For all the optimism emanating from the GOP’s policy retreat in Philly, it should be emphasized that congressional and presidential timelines have been known to frequently slip rather dramatically.

Related: Here’s the Problem With Trump’s Plan to Sell Health Insurance Across State Lines

Trump, of course, boasted to The Washington Post ten days ago that he and his advisers were on the verge of completing an Obamacare replacement plan providing “insurance for everybody.” He promised he would soon unveil it with Ryan and McConnell at his side.

“It’s very much formulated down to the final strokes,” Trump told the newspaper. But we are still waiting to see that plan.

A half-dozen more moderate Republicans in the Senate, including Bob Corker of Tennessee and Susan Collins of Maine, cautioned earlier this month that the process of replacing the Affordable Care Act could be long and perilous and they urged caution.

Senator Lamar Alexander of Tennessee, the Republican chair of the health committee, indicated that the process of voting to just replace Obamacare likely would take until the summer to complete. After that, he said, “it’ll probably take two or three years to implement [a replacement] over time."

Related: Tom Price Is Open to a Major Change in How Medicaid Works

But after Trump cracked the whip and said voters won’t tolerate anything but a rapid, near simultaneous repeal and replace action, Alexander and the others fell into line. Just about every Republican on Capitol Hill is now talking about a fast-track approach to wrap things up this year so that consumers and insurers aren’t left in the lurch.

But whether anyone has a real handle on how this health care saga will play out remains to be seen.

What seems crystal clear at this point -- after more than six years of seeking the demise of the Affordable Care Act – is the Republicans are nowhere near a consensus on replacement legislation. The new Trump White House and congressional leaders appear to have plenty of random ideas for creating a more market-oriented, consumer friendly, less costly health insurance system.

There is plenty of talk about encouraging the interstate sale of insurance to encourage competition, more tax-exempt health savings accounts, refundable tax credits to help the rich and poor alike cover their premiums, “risk pools” for older and sicker insurance applicants and block granting Medicaid to cut costs and empower state officials.

(Point localization data)
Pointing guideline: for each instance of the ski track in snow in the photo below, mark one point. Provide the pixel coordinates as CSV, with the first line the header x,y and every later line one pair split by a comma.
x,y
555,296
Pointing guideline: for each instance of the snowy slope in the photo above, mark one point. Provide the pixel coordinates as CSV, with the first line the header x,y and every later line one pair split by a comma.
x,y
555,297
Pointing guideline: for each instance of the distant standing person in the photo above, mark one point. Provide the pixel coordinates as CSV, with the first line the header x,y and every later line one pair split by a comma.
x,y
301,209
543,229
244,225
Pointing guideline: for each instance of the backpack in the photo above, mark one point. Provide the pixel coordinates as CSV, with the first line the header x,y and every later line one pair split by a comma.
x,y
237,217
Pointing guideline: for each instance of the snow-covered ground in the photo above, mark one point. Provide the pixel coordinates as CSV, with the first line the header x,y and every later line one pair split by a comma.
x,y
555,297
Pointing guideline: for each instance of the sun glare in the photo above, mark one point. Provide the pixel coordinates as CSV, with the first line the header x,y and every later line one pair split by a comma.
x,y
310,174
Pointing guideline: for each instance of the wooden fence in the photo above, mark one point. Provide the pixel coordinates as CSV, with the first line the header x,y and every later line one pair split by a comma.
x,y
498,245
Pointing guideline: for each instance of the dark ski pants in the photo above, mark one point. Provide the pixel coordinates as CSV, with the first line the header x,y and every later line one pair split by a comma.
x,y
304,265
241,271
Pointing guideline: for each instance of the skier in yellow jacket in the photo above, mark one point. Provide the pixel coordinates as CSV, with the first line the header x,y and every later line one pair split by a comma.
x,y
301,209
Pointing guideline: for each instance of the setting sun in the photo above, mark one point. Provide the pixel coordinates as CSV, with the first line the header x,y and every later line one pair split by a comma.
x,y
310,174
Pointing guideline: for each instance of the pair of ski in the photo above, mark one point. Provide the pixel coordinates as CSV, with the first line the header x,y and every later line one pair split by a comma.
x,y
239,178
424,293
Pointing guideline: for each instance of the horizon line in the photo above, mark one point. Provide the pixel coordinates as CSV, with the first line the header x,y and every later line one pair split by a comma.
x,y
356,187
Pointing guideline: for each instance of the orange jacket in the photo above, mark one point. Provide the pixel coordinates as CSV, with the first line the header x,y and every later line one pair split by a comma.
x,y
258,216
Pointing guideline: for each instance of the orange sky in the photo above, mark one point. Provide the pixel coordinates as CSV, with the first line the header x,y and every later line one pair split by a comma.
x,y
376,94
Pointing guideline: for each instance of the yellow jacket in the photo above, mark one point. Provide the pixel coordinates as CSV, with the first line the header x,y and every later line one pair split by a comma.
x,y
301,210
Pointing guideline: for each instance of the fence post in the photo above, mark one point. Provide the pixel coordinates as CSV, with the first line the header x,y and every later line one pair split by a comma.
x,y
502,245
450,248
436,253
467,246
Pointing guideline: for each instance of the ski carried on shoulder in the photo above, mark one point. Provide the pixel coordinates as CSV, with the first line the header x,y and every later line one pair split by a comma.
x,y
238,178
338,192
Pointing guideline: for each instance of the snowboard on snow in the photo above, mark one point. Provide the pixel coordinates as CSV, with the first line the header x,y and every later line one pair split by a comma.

--- Task requirements ---
[1] From the article on replacing Obamacare, copy the passage from "Related: Tom Price" to "health insurance system.".
[2] Answer these questions from the article on replacing Obamacare:
(a) To which newspaper did Trump boast that a replacement plan was nearly complete?
(b) Which committee does Senator Lamar Alexander chair?
(c) Which two senators are named among the moderate Republicans who urged caution?
[3] Write what comes next in the article on Republican plans to replace the Affordable Care Act, starting after its last sentence.

--- Responses by item number ---
[1]
Related: Tom Price Is Open to a Major Change in How Medicaid Works

But after Trump cracked the whip and said voters won’t tolerate anything but a rapid, near simultaneous repeal and replace action, Alexander and the others fell into line. Just about every Republican on Capitol Hill is now talking about a fast-track approach to wrap things up this year so that consumers and insurers aren’t left in the lurch.

But whether anyone has a real handle on how this health care saga will play out remains to be seen.

What seems crystal clear at this point -- after more than six years of seeking the demise of the Affordable Care Act – is the Republicans are nowhere near a consensus on replacement legislation. The new Trump White House and congressional leaders appear to have plenty of random ideas for creating a more market-oriented, consumer friendly, less costly health insurance system.

[2]
(a) The Washington Post
(b) The health committee
(c) Bob Corker of Tennessee and Susan Collins of Maine

[3]
Yet neither Trump nor Ryan nor McConnell can honestly point to an approach that would win the support of the health care, drug and insurance industries -- which must have buy-in -- as well as rank and file Republicans and their constituents throughout the country.

And the heat is on from Republican governors, hospital administrators and insurers who fear that Trump and the GOP are leading the country into a health care abyss. Practically every day now, someone is stepping forward with a possible solution that promptly gets shot down.

On Wednesday, for instance, Kentucky Sen. Rand Paul introduced the Obamacare Replacement Act, which he declared would create more affordable insurance plans, eliminate the gap between private and employer-sponsored care, and allow consumers to save unlimited amounts of money in health savings accounts, according to Morning Consult.

Earlier in the week, Collins and GOP Sen. Bill Cassidy of Louisiana unveiled a plan they hoped would bridge the vast political divide on Capitol Hill by allowing blue states that are happy with Obamacare to keep coverage as it is, while allowing other red states that want to repeal the law and its mandates to create an alternative program with 95 percent federal funding.

Critics on the right and the left both howled at the plan as being grossly inadequate, and Collins and Cassidy quickly retreated.

A spokesman for Collins insists that Collins and Cassidy were not in retreat, and noted that Sen. Lindsey Graham (R-SC) signed onto their proposal on Wednesday. “Our plan represents a growing coalescence of Republican ideas on health care while returning power to states and fulfilling President Trump’s pledge to bring health care coverage for all,” Cassidy said in a statement.

(This story was updated at 12:10 p.m. on Thursday, Jan. 26.)